_Stored items from a collection_.

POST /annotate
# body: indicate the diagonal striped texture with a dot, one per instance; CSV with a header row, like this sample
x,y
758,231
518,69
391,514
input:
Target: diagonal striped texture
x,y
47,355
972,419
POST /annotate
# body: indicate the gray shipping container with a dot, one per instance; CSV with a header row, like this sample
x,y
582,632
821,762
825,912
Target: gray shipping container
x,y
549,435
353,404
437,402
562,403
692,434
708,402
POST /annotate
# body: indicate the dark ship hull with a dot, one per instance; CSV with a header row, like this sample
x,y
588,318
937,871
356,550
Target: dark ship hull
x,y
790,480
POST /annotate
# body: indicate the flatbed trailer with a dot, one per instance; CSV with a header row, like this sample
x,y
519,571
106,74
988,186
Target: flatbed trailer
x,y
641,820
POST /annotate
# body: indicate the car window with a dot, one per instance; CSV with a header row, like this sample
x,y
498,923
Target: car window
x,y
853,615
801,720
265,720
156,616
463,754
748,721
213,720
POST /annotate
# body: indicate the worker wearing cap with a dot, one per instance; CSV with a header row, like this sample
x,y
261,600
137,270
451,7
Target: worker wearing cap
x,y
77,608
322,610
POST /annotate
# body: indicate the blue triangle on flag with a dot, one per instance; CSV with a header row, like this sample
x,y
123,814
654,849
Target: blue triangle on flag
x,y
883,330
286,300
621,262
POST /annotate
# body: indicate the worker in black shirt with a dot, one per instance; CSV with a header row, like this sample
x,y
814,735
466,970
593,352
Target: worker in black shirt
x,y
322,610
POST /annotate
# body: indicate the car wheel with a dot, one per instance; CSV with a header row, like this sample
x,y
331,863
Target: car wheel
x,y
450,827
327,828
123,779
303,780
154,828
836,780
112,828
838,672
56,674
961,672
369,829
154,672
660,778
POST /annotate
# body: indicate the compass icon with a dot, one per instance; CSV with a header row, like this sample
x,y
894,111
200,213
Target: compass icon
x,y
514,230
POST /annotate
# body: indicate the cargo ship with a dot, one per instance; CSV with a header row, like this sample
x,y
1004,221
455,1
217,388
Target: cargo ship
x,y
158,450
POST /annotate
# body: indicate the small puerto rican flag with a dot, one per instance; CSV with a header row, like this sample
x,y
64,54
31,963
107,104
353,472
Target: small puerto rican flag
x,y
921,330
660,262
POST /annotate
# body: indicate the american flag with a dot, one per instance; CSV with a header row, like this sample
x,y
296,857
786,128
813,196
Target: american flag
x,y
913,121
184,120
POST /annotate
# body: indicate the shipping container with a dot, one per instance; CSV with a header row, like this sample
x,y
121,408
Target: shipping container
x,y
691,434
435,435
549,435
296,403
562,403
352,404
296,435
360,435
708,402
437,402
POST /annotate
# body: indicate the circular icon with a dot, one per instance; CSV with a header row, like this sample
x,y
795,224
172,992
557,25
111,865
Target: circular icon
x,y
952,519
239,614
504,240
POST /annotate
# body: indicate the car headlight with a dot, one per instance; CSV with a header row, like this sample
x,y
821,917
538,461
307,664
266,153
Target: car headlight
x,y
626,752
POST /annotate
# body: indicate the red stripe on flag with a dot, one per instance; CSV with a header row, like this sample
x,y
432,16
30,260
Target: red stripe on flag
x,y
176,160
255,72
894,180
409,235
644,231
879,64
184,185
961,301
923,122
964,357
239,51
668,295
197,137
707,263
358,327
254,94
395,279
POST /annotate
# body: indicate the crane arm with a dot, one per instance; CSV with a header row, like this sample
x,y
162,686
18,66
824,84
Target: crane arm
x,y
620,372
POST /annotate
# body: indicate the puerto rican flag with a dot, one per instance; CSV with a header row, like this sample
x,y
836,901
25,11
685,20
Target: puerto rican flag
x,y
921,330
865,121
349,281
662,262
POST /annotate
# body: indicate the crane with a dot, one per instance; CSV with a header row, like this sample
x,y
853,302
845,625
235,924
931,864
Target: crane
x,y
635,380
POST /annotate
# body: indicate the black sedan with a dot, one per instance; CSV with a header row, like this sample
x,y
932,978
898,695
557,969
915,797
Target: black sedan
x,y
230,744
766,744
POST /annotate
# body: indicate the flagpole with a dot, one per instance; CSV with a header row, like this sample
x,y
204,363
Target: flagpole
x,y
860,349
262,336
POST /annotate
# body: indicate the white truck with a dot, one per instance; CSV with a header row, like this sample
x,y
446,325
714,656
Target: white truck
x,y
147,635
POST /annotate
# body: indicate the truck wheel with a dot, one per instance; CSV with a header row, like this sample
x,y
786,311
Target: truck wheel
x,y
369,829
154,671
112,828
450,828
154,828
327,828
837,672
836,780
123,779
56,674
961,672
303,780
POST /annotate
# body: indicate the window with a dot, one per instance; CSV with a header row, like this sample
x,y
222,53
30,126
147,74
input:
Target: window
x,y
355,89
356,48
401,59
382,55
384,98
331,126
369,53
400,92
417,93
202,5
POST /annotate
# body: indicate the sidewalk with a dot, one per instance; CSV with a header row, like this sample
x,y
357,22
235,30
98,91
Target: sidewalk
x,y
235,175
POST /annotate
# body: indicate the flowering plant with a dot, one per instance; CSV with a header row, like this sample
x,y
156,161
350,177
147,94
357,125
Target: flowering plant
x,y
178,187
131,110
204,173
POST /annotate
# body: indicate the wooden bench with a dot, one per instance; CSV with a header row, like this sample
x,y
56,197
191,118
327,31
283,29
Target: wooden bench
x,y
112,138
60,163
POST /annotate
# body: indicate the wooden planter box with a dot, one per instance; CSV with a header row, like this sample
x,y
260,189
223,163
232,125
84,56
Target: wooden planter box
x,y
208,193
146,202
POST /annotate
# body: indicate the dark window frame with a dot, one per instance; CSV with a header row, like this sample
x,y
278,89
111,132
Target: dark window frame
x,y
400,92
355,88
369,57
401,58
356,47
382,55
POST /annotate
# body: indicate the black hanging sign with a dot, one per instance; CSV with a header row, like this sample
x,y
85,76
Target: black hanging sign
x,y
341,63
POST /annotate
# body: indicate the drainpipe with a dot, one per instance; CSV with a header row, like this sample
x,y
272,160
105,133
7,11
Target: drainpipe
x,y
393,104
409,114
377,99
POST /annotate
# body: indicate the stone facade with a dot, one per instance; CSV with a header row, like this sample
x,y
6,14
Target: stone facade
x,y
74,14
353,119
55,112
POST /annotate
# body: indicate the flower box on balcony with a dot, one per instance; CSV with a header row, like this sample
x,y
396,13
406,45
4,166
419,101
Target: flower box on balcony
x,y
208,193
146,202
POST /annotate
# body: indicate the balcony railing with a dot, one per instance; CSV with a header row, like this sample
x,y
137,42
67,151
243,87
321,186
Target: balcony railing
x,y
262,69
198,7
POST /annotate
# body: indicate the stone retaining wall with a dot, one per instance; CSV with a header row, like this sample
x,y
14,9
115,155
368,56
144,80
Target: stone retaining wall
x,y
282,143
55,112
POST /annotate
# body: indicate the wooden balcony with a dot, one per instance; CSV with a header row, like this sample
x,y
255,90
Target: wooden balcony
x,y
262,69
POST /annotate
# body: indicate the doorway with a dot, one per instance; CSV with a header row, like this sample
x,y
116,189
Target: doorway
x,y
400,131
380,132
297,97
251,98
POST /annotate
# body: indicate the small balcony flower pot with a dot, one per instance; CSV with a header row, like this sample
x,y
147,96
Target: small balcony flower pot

_WHAT TO PRODUCE_.
Without changing a word, restate the whole listing.

_THE COMPLETED TASK_.
POST /annotate
# body: indicate the diagonal striped texture with a dot, one per instance; CSV with a header row, like this sample
x,y
758,231
518,69
391,514
input:
Target: diagonal striped texture
x,y
47,355
972,419
POST /annotate
# body: indicate the gray shipping container with a dot, one per instance; CSV with a header row, like this sample
x,y
582,632
821,762
825,912
Target: gray shipping container
x,y
549,435
353,404
437,402
562,403
692,434
708,402
POST /annotate
# body: indicate the dark ship hull with a dot, one per instance; CSV with a header row, like this sample
x,y
588,318
937,871
356,550
Target: dark ship hull
x,y
790,480
POST /annotate
# body: indicate the flatbed trailer with a dot, one per instance; CSV with a header row, like this sample
x,y
519,571
106,74
988,186
Target: flatbed trailer
x,y
641,820
POST /annotate
# body: indicate the car window with a dot, one per instance; CSV with a header row, like this sample
x,y
498,923
Target: car window
x,y
853,615
801,720
265,720
156,616
463,754
748,721
213,720
POST /annotate
# body: indicate the worker wearing cap with a dot, one per instance; CSV with a header row, like this sample
x,y
261,600
137,270
451,7
Target: worker wearing cap
x,y
77,608
322,610
POST /annotate
# body: indicate the blue triangle on flag with a dot, one per instance; CSV with a header row, like this sample
x,y
123,814
654,849
Target: blue triangle on flag
x,y
883,330
286,300
621,262
POST /annotate
# body: indicate the worker in black shirt with a dot, one per instance; CSV with a header row, like this sample
x,y
814,735
466,970
593,352
Target: worker in black shirt
x,y
322,610
POST /annotate
# body: indicate the car wheel with a dot, one per instance; CSV with a header row, like this sample
x,y
331,863
Target: car wheel
x,y
450,827
327,828
123,779
303,780
154,828
836,780
112,828
838,672
56,674
961,672
369,829
154,672
660,778
POST /annotate
# body: indicate the compass icon with a dot, one per instance; CSV with a header row, like this sample
x,y
894,111
200,213
Target: compass icon
x,y
514,230
POST /annotate
# body: indicate the cargo ship with a dot, one per instance; CSV with a header row, like this sample
x,y
1004,221
455,1
217,388
Target: cargo ship
x,y
158,450
POST /annotate
# body: indicate the small puerto rican flag with a dot, one per instance; CSV with a header row, like this sample
x,y
64,54
31,963
107,104
353,472
Target: small puerto rican flag
x,y
921,330
660,262
POST /annotate
# body: indicate the american flag with a dot, one per instance; CSV with a header row, like this sample
x,y
296,857
786,128
813,196
Target: american flag
x,y
913,121
184,120
POST /annotate
# body: indicate the shipping container with a dot, one per instance; CSV with a header row, like this sample
x,y
121,408
Target: shipping container
x,y
691,434
435,435
549,435
296,403
562,403
352,404
296,435
360,435
708,402
437,402
POST /annotate
# body: indicate the circular icon with a dot, one per instance; CSV with a header row, like this sample
x,y
795,224
172,992
557,25
111,865
Target: circular icon
x,y
952,519
239,614
504,240
POST /annotate
# body: indicate the car headlight with a dot, one per instance; CSV with a header row, like this sample
x,y
821,917
538,461
307,664
266,153
Target: car headlight
x,y
626,752
POST /annotate
# body: indicate the red stripe on flag with a dot, one per instance; CSV with a header row, like this sample
x,y
432,16
30,260
Target: red stripe on flag
x,y
176,160
255,72
894,180
409,235
644,231
879,64
184,185
961,301
923,122
964,357
239,51
668,295
197,137
707,263
358,327
254,94
395,279
POST /annotate
# body: indicate the crane arm with a dot, one per instance; CSV with a header row, like this sample
x,y
162,686
18,66
824,84
Target: crane arm
x,y
620,372
POST /annotate
# body: indicate the puerto rican flag with a dot, one per instance; CSV with a header row, like this sample
x,y
836,901
25,11
685,20
Target: puerto rican flag
x,y
921,330
865,121
349,281
662,262
POST /annotate
# body: indicate the crane with a dot, one per instance; CSV with a header row, like this sample
x,y
853,302
845,625
235,924
931,864
Target: crane
x,y
635,380
POST /annotate
# body: indicate the black sedan with a dot, one per instance; CSV with a header row, like this sample
x,y
932,978
898,695
557,969
915,797
Target: black sedan
x,y
230,744
766,744
POST /annotate
# body: indicate the flagpole with a dot, one per instance; CSV with a header row, like this sample
x,y
204,363
Target: flagpole
x,y
860,349
262,336
POST /annotate
# body: indicate the white truck with a dot, one per instance; CSV with a header row, like this sample
x,y
446,325
714,656
Target: white truck
x,y
147,635
POST /annotate
# body: indicate the truck wheel with a dot, one per instance; CSV with a header row, like this sample
x,y
786,311
Target: truck wheel
x,y
369,829
154,671
112,828
450,828
154,828
327,828
837,672
836,780
123,779
56,674
961,672
303,780
POST /annotate
# body: indicate the window with a dot, one per instance; CSV with a header row, like this sample
x,y
222,53
30,126
147,74
input:
Target: window
x,y
355,89
356,48
401,59
382,55
384,98
331,126
369,53
400,92
417,93
202,5
POST /annotate
# body: indicate the sidewalk with a dot, one per instance; CSV with a header row, like this sample
x,y
357,22
235,30
98,91
Target: sidewalk
x,y
235,175
POST /annotate
# body: indicate the flowering plant with a dot, one per instance; CSV with a header row, like this sample
x,y
156,161
350,177
147,94
357,125
Target: flowering plant
x,y
178,187
131,110
204,173
POST /annotate
# body: indicate the wooden bench with a dot, one per instance; CSV with a header row, like this sample
x,y
56,197
191,118
327,31
283,29
Target: wooden bench
x,y
112,138
60,163
POST /annotate
# body: indicate the wooden planter box with a dot, one per instance; CSV with a header row, like this sample
x,y
260,189
223,163
232,125
84,56
Target: wooden planter box
x,y
208,193
146,202
POST /annotate
# body: indicate the dark window frame with a dot, one per instance; CSV with a header row, like this sample
x,y
278,89
111,132
Target: dark window frame
x,y
400,92
355,88
369,57
401,58
356,47
382,55
POST /annotate
# body: indicate the black hanging sign with a dot, one per instance; CSV with a header row, like this sample
x,y
85,76
Target: black hanging sign
x,y
341,63
POST /annotate
# body: indicate the drainpipe with a dot, one per instance; CSV with a header row, like this sample
x,y
272,160
105,133
7,11
Target: drainpipe
x,y
393,104
409,114
377,99
POST /annotate
# body: indicate the stone facade with a dot, one per instance; CSV with a header row, like this sample
x,y
6,14
Target: stone facade
x,y
74,14
353,119
55,112
POST /annotate
# body: indicate the flower box on balcony with a dot, one per instance; CSV with a header row, like this sample
x,y
396,13
406,45
4,166
419,101
Target: flower box on balcony
x,y
208,193
146,202
POST /annotate
# body: indicate the balcony railing with a dot, one per instance; CSV with a header row, like this sample
x,y
137,42
67,151
243,87
321,186
Target: balcony railing
x,y
262,69
198,7
POST /annotate
# body: indicate the stone retaining wall with a dot, one per instance; CSV with a header row, like this sample
x,y
14,9
115,155
368,56
144,80
Target: stone retaining wall
x,y
282,143
55,112
POST /annotate
# body: indicate the wooden balcony with a dot, one per instance; CSV with a header row, like this sample
x,y
255,90
Target: wooden balcony
x,y
262,69
POST /annotate
# body: indicate the doorway with a dot, one per instance; CSV with a header row, like this sample
x,y
116,189
Target: doorway
x,y
400,131
380,132
297,97
251,98
POST /annotate
# body: indicate the small balcony flower pot with a dot, one per instance; CSV with a header row, like this sample
x,y
147,96
Target: small balcony flower pot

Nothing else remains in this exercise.